TASK STATEMENT |
Give back exactly the lines from the "of the forked" line to the final line of the records, and only those, minus any pictures.

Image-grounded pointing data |
____________

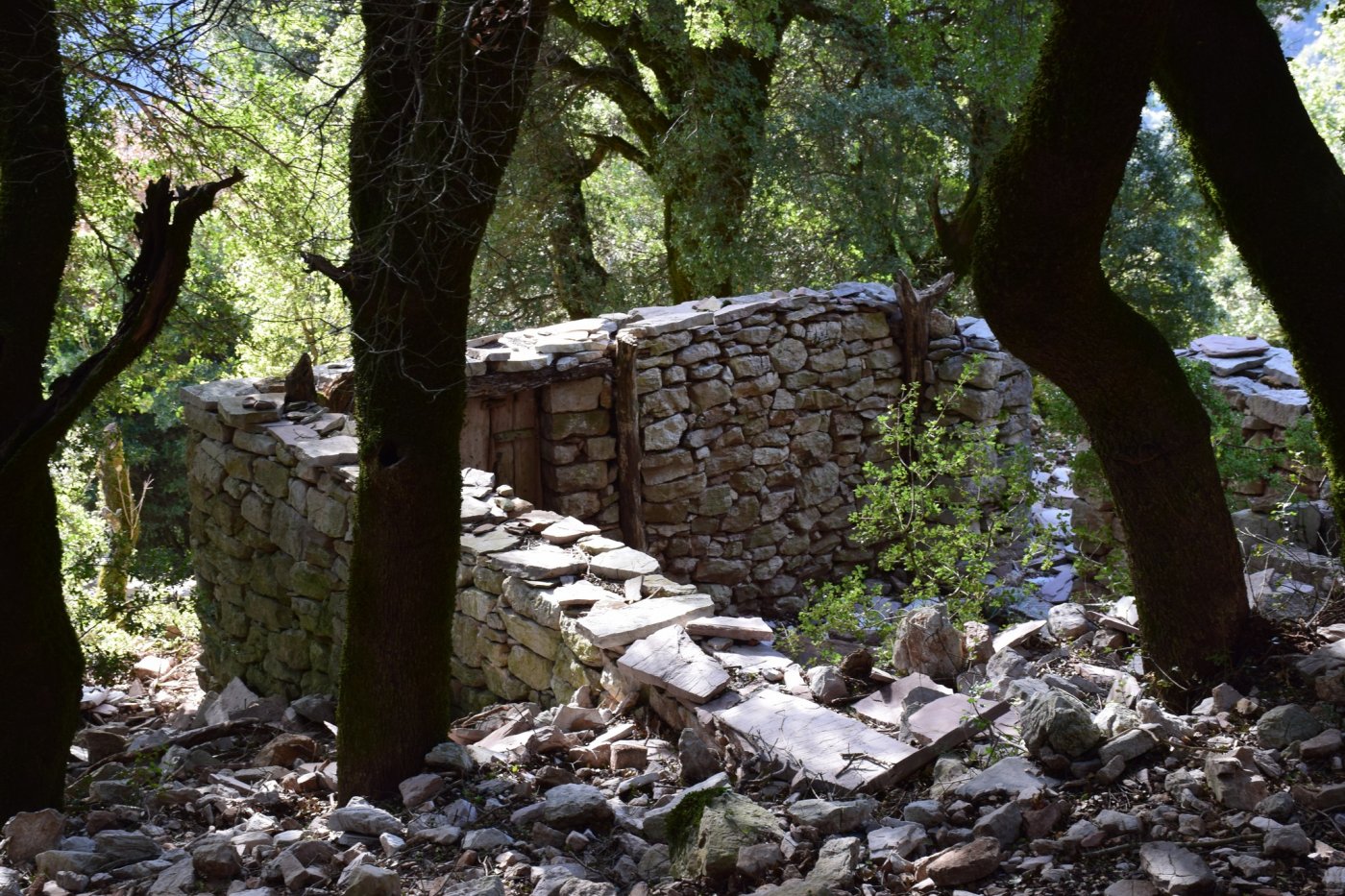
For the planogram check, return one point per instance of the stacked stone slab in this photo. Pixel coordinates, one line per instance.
(271, 534)
(757, 415)
(752, 420)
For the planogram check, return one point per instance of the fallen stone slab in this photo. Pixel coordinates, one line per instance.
(890, 704)
(627, 624)
(544, 561)
(1221, 346)
(752, 658)
(1176, 871)
(735, 627)
(959, 715)
(669, 660)
(833, 751)
(622, 564)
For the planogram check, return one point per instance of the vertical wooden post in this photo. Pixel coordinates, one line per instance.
(629, 451)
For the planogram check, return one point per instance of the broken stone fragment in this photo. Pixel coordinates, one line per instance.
(1060, 721)
(1176, 871)
(670, 661)
(927, 642)
(964, 864)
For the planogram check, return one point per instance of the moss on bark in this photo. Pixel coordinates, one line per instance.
(1039, 284)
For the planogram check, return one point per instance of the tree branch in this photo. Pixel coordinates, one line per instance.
(164, 228)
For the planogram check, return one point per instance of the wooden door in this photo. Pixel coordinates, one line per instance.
(500, 435)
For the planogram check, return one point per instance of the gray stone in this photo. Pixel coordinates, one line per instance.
(831, 817)
(214, 858)
(1006, 778)
(728, 824)
(486, 839)
(420, 788)
(451, 757)
(928, 643)
(670, 661)
(827, 748)
(544, 561)
(1286, 842)
(1282, 725)
(627, 624)
(1176, 871)
(1060, 721)
(622, 564)
(904, 839)
(1002, 824)
(575, 806)
(1234, 781)
(966, 862)
(31, 833)
(370, 880)
(363, 819)
(125, 846)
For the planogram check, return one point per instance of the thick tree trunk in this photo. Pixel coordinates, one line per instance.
(1274, 183)
(444, 91)
(1039, 280)
(39, 654)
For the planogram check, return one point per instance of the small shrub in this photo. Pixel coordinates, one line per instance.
(947, 506)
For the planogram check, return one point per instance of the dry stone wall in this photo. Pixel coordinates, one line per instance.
(715, 443)
(757, 415)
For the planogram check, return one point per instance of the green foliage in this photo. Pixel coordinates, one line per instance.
(846, 610)
(927, 507)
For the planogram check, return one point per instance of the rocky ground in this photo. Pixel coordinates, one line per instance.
(1069, 781)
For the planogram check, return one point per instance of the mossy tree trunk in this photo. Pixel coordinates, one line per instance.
(39, 653)
(1039, 280)
(444, 90)
(1273, 182)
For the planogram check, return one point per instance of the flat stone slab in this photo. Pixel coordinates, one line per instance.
(744, 628)
(327, 452)
(1281, 406)
(488, 543)
(834, 751)
(1220, 346)
(1006, 778)
(958, 717)
(542, 563)
(888, 704)
(622, 564)
(242, 410)
(753, 658)
(1017, 634)
(580, 593)
(670, 660)
(568, 529)
(208, 395)
(627, 624)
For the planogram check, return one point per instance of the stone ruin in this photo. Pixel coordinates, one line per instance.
(636, 470)
(1288, 534)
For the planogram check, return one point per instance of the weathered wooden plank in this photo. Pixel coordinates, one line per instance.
(507, 383)
(628, 448)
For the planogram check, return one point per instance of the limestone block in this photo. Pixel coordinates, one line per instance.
(574, 397)
(665, 435)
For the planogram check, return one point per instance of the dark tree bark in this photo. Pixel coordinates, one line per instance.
(444, 90)
(1273, 182)
(1039, 284)
(39, 654)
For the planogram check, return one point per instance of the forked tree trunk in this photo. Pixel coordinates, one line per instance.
(1039, 284)
(1273, 182)
(444, 91)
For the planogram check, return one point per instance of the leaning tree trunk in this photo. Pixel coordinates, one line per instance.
(1273, 182)
(39, 654)
(444, 91)
(1039, 280)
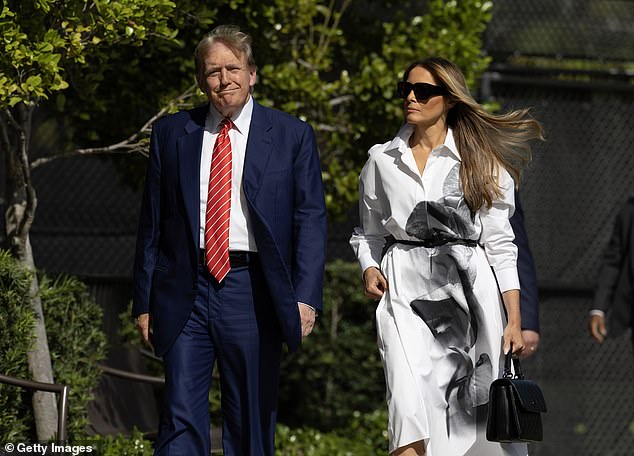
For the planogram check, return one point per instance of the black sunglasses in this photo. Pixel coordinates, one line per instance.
(422, 90)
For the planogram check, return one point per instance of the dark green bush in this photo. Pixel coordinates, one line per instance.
(337, 371)
(16, 335)
(76, 343)
(132, 445)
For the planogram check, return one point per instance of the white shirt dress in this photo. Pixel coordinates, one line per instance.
(440, 323)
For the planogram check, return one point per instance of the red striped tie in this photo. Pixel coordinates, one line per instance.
(219, 205)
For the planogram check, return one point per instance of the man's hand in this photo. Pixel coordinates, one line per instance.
(597, 328)
(374, 284)
(307, 315)
(143, 325)
(531, 343)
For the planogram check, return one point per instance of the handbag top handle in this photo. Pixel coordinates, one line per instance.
(516, 365)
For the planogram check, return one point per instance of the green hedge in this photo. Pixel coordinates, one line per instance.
(76, 343)
(16, 334)
(337, 372)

____________

RESULT OF THIS EXERCISE |
For the planogram check, return one point per instance of the forked tree trunk in this photo. Pixel coordinates, one line per instance.
(1039, 284)
(1273, 182)
(444, 91)
For the planogram check, return one point per instance of the leaning tree trunk in this photo. Pixel coordinates, one line per instance.
(1273, 182)
(39, 654)
(444, 91)
(1039, 280)
For the planogram check, return one point per instance of the black sunglasses in this photo. Pixel coordinates, one line per instance.
(422, 90)
For the planogram check, return one point per instance of the dark green bush in this photo. Pixel coordinates, one line per instance.
(337, 371)
(16, 335)
(76, 343)
(132, 445)
For the planogram check, return one point per instance of the white shirt dress in this photo. Pixel coordinates, one line per instance.
(440, 323)
For the planogram check, return one point per instance of the red striped tie in this photo. Pixel coordinates, one line per instance.
(219, 205)
For the planogram check, return one point per instance of the man's hand in this photo. Pixel coordinates, one line per instance.
(597, 328)
(374, 284)
(307, 315)
(143, 325)
(531, 343)
For the planogram check, return one point per instance of the handbag top handle in this photo. Pixel coordinates, one line per instance.
(516, 365)
For the planogram check, return one point per instance of the green hedge in this photo. Pixel coordinates, one line per instance.
(76, 343)
(16, 334)
(337, 372)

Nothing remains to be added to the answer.